# DIRECTION
Format every line of the rows below as a Markdown table with the columns Number and Line. Number the lines in order and leave out blank lines.

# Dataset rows
=====

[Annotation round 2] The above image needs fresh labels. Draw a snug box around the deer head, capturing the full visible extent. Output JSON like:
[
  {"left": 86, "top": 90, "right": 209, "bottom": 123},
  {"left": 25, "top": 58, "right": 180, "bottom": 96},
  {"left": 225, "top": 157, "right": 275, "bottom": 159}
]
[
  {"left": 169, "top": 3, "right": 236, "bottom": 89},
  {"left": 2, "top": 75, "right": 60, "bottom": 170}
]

=====

# TASK RESULT
| Number | Line |
|---|---|
| 1 | [Annotation round 2] The above image needs fresh labels. Draw a snug box around the deer head, capturing the full visible extent. Output JSON like: |
| 2 | [ |
| 3 |   {"left": 86, "top": 90, "right": 209, "bottom": 123}, |
| 4 |   {"left": 25, "top": 58, "right": 180, "bottom": 96}, |
| 5 |   {"left": 225, "top": 157, "right": 275, "bottom": 159} |
| 6 | ] |
| 7 | [ |
| 8 |   {"left": 169, "top": 3, "right": 236, "bottom": 89}, |
| 9 |   {"left": 2, "top": 75, "right": 60, "bottom": 170} |
| 10 | ] |